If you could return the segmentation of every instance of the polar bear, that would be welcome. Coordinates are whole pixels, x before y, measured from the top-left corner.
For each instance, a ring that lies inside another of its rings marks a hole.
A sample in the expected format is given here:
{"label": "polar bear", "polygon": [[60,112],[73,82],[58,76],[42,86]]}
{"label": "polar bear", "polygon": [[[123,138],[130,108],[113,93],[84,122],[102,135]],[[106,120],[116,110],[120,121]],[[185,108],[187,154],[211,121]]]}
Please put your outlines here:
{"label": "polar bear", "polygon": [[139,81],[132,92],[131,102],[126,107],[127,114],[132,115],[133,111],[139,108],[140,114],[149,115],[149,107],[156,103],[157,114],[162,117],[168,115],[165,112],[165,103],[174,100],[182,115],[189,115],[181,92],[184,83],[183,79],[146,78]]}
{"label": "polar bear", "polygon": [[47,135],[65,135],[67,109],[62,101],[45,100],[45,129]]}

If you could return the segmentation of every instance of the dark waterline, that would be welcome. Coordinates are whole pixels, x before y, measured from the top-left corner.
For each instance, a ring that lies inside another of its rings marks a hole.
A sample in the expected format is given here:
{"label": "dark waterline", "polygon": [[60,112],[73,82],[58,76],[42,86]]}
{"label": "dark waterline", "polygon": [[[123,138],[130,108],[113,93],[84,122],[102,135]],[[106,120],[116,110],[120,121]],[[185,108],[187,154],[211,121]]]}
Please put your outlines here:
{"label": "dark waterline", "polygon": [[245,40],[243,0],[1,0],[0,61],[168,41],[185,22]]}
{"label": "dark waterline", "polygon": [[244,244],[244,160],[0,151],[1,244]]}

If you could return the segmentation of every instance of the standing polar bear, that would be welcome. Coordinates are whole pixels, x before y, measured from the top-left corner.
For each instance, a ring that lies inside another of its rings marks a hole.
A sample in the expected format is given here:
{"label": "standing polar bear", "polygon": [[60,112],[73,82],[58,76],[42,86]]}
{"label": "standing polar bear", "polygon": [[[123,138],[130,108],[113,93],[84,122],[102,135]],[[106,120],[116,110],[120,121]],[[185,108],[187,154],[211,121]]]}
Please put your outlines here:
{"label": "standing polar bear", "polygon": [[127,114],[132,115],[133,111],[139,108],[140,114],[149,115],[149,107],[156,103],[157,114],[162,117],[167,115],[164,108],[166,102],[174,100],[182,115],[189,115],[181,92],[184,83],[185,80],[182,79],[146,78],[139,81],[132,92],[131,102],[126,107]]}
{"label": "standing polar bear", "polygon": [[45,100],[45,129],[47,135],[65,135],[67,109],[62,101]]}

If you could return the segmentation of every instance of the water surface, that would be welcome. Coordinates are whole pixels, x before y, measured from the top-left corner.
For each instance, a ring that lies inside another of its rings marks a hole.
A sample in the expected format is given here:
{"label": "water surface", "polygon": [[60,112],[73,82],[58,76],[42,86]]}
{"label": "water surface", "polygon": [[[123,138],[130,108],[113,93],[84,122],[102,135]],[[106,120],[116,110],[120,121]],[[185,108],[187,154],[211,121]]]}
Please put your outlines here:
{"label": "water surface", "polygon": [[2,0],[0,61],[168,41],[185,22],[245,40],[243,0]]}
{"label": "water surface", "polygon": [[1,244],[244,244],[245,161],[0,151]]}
━━━━━━━━━━━━━━━━━━━━
Reproduce all four entries above verbatim, character for character.

If you could return the segmentation of every instance of the polar bear, that would be welcome. Coordinates are whole pixels, x before y, measured from the top-left corner.
For each instance, a ring that lies inside another of its rings marks a hole.
A sample in the expected format is given here:
{"label": "polar bear", "polygon": [[60,112],[73,82],[58,76],[42,86]]}
{"label": "polar bear", "polygon": [[[123,138],[130,108],[113,93],[84,122],[102,135]],[[106,120],[116,110],[120,121]],[[185,108],[187,154],[211,121]]]}
Please put your outlines here:
{"label": "polar bear", "polygon": [[139,81],[132,92],[131,102],[126,107],[127,114],[132,115],[133,111],[139,108],[140,114],[149,115],[149,107],[156,103],[157,114],[162,117],[168,115],[165,112],[165,103],[174,100],[182,115],[189,115],[181,92],[184,83],[183,79],[146,78]]}
{"label": "polar bear", "polygon": [[47,135],[65,135],[67,109],[62,101],[45,100],[45,129]]}

If you could return the segmentation of every instance of the dark waterline, that would be welcome. Coordinates are whole pixels, x before y, measured from the top-left corner.
For each instance, a ring that lies inside another of its rings marks a hole.
A sample in the expected format is given here:
{"label": "dark waterline", "polygon": [[60,112],[73,82],[58,76],[42,86]]}
{"label": "dark waterline", "polygon": [[[123,138],[130,108],[113,93],[84,122],[102,135]],[[106,120],[116,110],[120,121]],[[185,108],[187,154],[211,121]]]}
Please put your outlines here:
{"label": "dark waterline", "polygon": [[245,40],[243,0],[1,0],[0,61],[168,41],[185,22]]}
{"label": "dark waterline", "polygon": [[244,244],[244,160],[0,151],[1,244]]}

If you could return the segmentation of every instance of the standing polar bear, that would be welcome. Coordinates are whole pixels, x before y, measured from the top-left corner.
For each instance, a ring that lies inside another of its rings marks a hole.
A sample in the expected format is given here:
{"label": "standing polar bear", "polygon": [[60,112],[73,82],[58,76],[42,86]]}
{"label": "standing polar bear", "polygon": [[[123,138],[130,108],[113,93],[84,122],[102,135]],[[106,120],[116,110],[120,121]],[[185,108],[187,154],[211,121]]]}
Please put your outlines here:
{"label": "standing polar bear", "polygon": [[127,114],[132,115],[133,111],[139,108],[140,114],[149,115],[149,107],[156,103],[157,114],[162,117],[167,115],[164,108],[166,102],[174,100],[182,115],[189,115],[181,92],[184,83],[185,80],[182,79],[146,78],[139,81],[132,92],[131,102],[126,107]]}
{"label": "standing polar bear", "polygon": [[45,100],[45,129],[47,135],[65,135],[67,109],[62,101]]}

If you could return the segmentation of every instance of the water surface, that would be welcome. Coordinates are whole pixels, x before y, measured from the top-left corner.
For each instance, a ring that lies inside another of its rings marks a hole.
A sample in the expected format is given here:
{"label": "water surface", "polygon": [[60,112],[73,82],[58,76],[42,86]]}
{"label": "water surface", "polygon": [[[123,138],[130,108],[113,93],[84,122],[102,135]],[[106,120],[116,110],[120,121]],[[185,108],[187,154],[211,121]]]}
Please put your outlines here:
{"label": "water surface", "polygon": [[2,0],[0,61],[168,41],[185,22],[245,40],[243,0]]}
{"label": "water surface", "polygon": [[1,244],[244,244],[245,161],[0,151]]}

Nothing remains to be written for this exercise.